#### Text section
▼
Instead, Jesus does something that he often did: he answers a question by asking another question: “What’s written in God’s law? How do you interpret it?” Jesus basically looks the man in the eye and says, “You’re the expert! What do you think?” It turns out that the man does, in fact, know his Torah. He gives a great answer: “That you love the Lord your God with all your passion and prayer and muscle and intelligence—and that you love your neighbor as you do yourself.” Jesus must be smiling at this point, one of those smiles that could mean so many different things: “Good answer! Do it and you’ll live."

Let’s pause… we all know the difference between knowing something in theory and practicing it, right? I can know the right thing to do and fail when I try to do it. I can know the right thing to do and deliberately and intentionally choose to do something else when it’s time to actually make a decision. We can reason our way to a great insight and then be carried down the rabbit hole of some other choice by self-interest or temptation or some dark impulse. There are a lot of really smart, truly insightful people who turn out to be complete messes as human beings. There are also really wonderful human beings who 99 percent of the time come through in the clutch and do their best to live what’s best until they have a bad moment or a bad day. Being an expert has never saved anyone from being a broken human being.

So, consider our expert again. He knows the right answer. What matters most is “That you love the Lord your God with all your passion and prayer and muscle and intelligence—and that you love your neighbor as you do yourself.” We are supposed to love God for all we’re worth and love our neighbors and ourselves the same way. We aren’t supposed to love God in theory. We’re supposed to go all in. We aren’t supposed to half-way love our neighbors or ourselves either. We are supposed to pour ourselves into being loving people—which is really different than being an expert in the law.
▲
#### Required work
a) Copy the passage about Jesus and the expert word for word, from "Let’s pause… we" to "broken human being.".
b) Summarize the passage about Jesus and the expert in two sentences.

#### Dataset records
▼
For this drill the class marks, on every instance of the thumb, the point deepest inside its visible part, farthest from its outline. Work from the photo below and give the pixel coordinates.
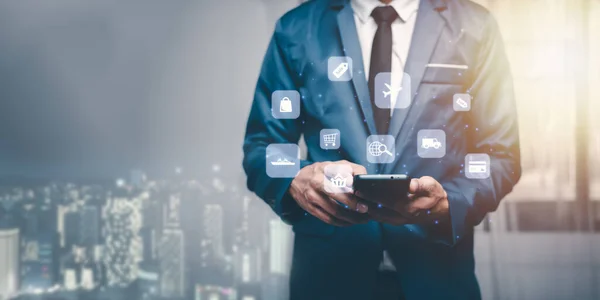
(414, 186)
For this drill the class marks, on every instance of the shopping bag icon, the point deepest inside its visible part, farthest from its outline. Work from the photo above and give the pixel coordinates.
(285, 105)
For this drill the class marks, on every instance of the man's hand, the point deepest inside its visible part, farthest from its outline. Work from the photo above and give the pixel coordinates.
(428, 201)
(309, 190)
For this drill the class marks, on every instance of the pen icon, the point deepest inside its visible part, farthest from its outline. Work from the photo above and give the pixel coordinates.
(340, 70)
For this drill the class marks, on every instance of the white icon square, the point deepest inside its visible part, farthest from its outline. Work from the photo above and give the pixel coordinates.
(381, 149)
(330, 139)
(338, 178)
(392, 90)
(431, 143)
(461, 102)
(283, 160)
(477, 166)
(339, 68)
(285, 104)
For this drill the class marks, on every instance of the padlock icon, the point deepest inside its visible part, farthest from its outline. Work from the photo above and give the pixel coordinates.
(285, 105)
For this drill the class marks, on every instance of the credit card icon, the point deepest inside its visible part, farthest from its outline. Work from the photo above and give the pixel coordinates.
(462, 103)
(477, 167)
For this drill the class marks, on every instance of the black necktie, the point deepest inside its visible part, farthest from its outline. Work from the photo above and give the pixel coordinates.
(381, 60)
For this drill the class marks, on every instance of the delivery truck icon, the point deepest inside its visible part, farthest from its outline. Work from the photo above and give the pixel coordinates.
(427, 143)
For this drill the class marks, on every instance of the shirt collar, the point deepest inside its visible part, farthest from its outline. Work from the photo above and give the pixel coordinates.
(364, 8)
▲
#### The responses
a)
Let’s pause… we all know the difference between knowing something in theory and practicing it, right? I can know the right thing to do and fail when I try to do it. I can know the right thing to do and deliberately and intentionally choose to do something else when it’s time to actually make a decision. We can reason our way to a great insight and then be carried down the rabbit hole of some other choice by self-interest or temptation or some dark impulse. There are a lot of really smart, truly insightful people who turn out to be complete messes as human beings. There are also really wonderful human beings who 99 percent of the time come through in the clutch and do their best to live what’s best until they have a bad moment or a bad day. Being an expert has never saved anyone from being a broken human being.

b) Jesus answers the expert's question with a question of his own, and the man gives a good answer: love God with all your passion, prayer, muscle and intelligence, and love your neighbor as yourself. The passage then stresses that knowing the right thing differs from practicing it, and that this love must be lived fully rather than held in theory the way an expert knows the law.